[Entries taken from a collection]
-------------------------

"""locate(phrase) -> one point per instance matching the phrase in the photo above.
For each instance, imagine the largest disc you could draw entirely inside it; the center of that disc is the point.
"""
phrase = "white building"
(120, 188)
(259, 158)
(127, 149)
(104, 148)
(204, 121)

-------------------------

Problem to work on:
Show the lines of the records that contain the word "instance".

Output below:
"""locate(phrase) -> one point per instance matching the phrase in the photo above.
For each instance, imagine the largest disc you could draw entirely inside it; the center of that disc is the point.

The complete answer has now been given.